■ **Work instruction**
For the entries that follow, say how many lines hold the string "gray", with nothing else in the reply.

***

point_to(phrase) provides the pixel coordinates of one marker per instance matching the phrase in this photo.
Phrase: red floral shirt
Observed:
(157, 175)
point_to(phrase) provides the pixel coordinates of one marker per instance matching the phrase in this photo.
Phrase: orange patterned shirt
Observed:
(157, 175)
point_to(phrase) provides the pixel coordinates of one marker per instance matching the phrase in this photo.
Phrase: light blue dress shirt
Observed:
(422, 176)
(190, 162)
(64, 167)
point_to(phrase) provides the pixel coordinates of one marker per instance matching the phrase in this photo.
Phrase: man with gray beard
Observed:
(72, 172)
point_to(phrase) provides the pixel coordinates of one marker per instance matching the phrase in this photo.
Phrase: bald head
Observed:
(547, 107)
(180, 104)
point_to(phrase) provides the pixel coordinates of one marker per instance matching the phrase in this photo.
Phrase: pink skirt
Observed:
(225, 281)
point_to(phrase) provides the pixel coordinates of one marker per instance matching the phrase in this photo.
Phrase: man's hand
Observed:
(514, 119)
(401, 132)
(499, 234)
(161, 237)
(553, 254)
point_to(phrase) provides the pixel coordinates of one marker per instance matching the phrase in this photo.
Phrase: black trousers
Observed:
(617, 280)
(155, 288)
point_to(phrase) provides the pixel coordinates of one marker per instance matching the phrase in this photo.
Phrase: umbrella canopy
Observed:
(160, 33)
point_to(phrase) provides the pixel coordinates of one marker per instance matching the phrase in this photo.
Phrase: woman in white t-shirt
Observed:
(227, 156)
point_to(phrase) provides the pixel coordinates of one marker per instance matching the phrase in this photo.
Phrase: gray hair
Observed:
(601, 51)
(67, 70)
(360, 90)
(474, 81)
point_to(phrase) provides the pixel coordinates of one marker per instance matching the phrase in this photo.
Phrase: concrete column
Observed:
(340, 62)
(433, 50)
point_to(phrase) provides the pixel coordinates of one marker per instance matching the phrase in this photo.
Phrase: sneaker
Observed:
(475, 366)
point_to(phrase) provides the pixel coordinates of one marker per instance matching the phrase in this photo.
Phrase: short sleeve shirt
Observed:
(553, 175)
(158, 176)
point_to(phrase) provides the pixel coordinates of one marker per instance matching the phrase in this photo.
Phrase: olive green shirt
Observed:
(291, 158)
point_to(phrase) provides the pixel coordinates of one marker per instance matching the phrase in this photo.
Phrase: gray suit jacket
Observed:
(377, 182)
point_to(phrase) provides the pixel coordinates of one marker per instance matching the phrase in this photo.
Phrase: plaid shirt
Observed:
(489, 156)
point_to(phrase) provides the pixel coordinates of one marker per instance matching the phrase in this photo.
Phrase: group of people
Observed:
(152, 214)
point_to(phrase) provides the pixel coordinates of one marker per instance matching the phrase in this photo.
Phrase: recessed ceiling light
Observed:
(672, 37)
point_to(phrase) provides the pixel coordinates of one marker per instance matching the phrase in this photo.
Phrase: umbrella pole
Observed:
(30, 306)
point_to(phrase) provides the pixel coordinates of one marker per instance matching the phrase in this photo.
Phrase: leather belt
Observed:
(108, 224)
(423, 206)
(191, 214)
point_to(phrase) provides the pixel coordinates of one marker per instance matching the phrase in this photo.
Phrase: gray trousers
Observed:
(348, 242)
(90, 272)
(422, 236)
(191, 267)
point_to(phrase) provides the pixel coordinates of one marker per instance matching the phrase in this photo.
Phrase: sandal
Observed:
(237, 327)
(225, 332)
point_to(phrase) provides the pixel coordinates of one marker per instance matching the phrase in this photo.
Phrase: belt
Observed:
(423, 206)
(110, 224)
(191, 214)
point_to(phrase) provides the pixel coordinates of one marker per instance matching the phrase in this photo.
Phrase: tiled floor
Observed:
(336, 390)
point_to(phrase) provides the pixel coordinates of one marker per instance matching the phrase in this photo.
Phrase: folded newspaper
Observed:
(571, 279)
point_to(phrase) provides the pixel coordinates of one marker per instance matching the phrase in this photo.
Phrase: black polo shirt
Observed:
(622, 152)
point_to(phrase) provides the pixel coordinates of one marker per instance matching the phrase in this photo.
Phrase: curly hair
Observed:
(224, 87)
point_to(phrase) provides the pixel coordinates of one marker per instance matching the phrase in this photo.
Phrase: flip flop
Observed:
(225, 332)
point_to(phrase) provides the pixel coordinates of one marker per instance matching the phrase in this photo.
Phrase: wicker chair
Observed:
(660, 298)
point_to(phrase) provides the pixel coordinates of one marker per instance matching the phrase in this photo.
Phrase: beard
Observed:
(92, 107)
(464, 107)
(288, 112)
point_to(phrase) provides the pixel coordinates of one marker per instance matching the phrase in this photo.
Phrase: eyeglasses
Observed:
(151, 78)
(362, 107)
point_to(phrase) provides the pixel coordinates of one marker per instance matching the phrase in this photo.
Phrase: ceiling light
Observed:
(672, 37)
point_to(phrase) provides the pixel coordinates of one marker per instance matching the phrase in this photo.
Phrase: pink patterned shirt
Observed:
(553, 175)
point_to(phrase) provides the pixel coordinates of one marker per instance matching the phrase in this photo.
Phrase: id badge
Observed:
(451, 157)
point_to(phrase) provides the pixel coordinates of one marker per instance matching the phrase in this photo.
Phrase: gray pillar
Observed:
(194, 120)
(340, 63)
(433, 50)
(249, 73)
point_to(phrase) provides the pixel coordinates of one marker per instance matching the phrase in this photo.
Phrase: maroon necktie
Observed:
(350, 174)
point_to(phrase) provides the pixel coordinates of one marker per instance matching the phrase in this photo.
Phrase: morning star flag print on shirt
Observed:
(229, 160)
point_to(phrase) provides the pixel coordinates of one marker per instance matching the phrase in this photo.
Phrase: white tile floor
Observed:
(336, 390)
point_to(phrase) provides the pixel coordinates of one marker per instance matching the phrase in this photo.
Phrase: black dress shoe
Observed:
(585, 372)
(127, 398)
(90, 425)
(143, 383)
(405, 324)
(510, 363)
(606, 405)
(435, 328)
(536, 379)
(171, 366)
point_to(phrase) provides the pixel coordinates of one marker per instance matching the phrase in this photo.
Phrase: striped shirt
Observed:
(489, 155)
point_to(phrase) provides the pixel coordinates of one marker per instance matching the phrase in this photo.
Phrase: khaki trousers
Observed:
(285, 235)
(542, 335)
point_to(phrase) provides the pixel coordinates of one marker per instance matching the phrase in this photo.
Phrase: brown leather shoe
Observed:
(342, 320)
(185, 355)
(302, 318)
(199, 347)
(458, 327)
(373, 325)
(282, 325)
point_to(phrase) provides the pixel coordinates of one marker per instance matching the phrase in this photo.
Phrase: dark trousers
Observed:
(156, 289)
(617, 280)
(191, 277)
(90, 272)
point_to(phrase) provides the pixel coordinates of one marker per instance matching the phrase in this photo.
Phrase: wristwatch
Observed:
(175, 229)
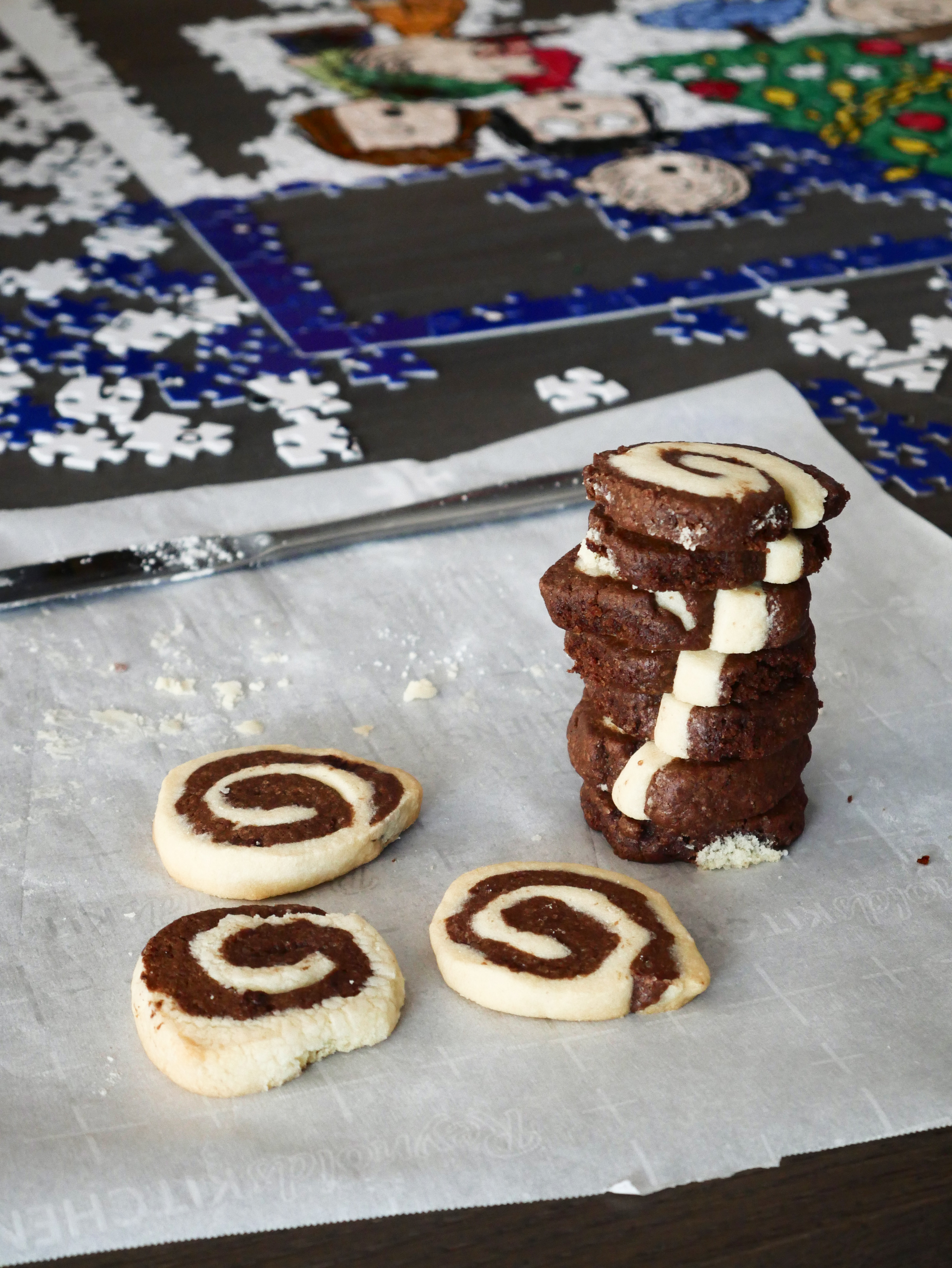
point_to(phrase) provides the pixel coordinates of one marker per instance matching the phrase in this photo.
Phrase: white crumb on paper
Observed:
(229, 693)
(420, 689)
(177, 686)
(738, 850)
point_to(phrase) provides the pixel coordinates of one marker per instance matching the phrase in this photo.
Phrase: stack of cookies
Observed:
(687, 614)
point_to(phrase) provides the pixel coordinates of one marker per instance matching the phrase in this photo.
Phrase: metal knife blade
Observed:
(191, 558)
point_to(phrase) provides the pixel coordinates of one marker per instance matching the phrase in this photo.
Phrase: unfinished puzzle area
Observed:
(263, 237)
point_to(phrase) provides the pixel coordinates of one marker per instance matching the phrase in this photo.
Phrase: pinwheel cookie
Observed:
(565, 941)
(259, 822)
(241, 1000)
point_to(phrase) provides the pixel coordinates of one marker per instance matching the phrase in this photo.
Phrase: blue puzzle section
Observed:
(253, 254)
(835, 400)
(709, 325)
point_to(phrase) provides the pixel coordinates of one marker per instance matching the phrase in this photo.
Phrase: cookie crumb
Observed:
(738, 850)
(420, 689)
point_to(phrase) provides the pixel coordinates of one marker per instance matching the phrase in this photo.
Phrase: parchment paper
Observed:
(828, 1018)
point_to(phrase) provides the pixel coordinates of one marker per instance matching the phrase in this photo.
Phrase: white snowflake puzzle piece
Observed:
(134, 241)
(293, 392)
(45, 279)
(147, 333)
(85, 400)
(808, 305)
(207, 310)
(80, 451)
(311, 440)
(580, 389)
(13, 380)
(851, 339)
(934, 333)
(918, 369)
(163, 437)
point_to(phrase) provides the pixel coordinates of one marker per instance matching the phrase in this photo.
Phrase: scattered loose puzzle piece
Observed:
(45, 279)
(292, 392)
(932, 333)
(134, 241)
(25, 421)
(390, 366)
(918, 369)
(149, 333)
(580, 389)
(207, 310)
(832, 400)
(80, 451)
(311, 440)
(163, 437)
(808, 305)
(710, 325)
(85, 400)
(850, 338)
(13, 381)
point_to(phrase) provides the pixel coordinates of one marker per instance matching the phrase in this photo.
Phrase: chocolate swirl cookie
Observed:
(258, 822)
(565, 941)
(712, 498)
(241, 1000)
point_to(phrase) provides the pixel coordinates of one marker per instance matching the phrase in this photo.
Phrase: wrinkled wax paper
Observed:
(828, 1018)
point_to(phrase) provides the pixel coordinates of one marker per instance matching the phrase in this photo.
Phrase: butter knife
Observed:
(191, 558)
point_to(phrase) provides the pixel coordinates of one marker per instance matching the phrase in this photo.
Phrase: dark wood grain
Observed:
(883, 1205)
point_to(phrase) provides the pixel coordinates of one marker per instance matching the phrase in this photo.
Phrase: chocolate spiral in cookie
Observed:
(229, 963)
(712, 498)
(259, 798)
(259, 822)
(240, 1000)
(562, 941)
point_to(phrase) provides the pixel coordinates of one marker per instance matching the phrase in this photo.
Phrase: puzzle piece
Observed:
(45, 279)
(208, 385)
(919, 480)
(580, 389)
(134, 241)
(149, 333)
(832, 400)
(850, 338)
(794, 307)
(163, 437)
(311, 440)
(84, 399)
(80, 451)
(918, 369)
(296, 391)
(207, 310)
(13, 381)
(710, 325)
(932, 333)
(391, 366)
(20, 427)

***

■ **The completed task**
5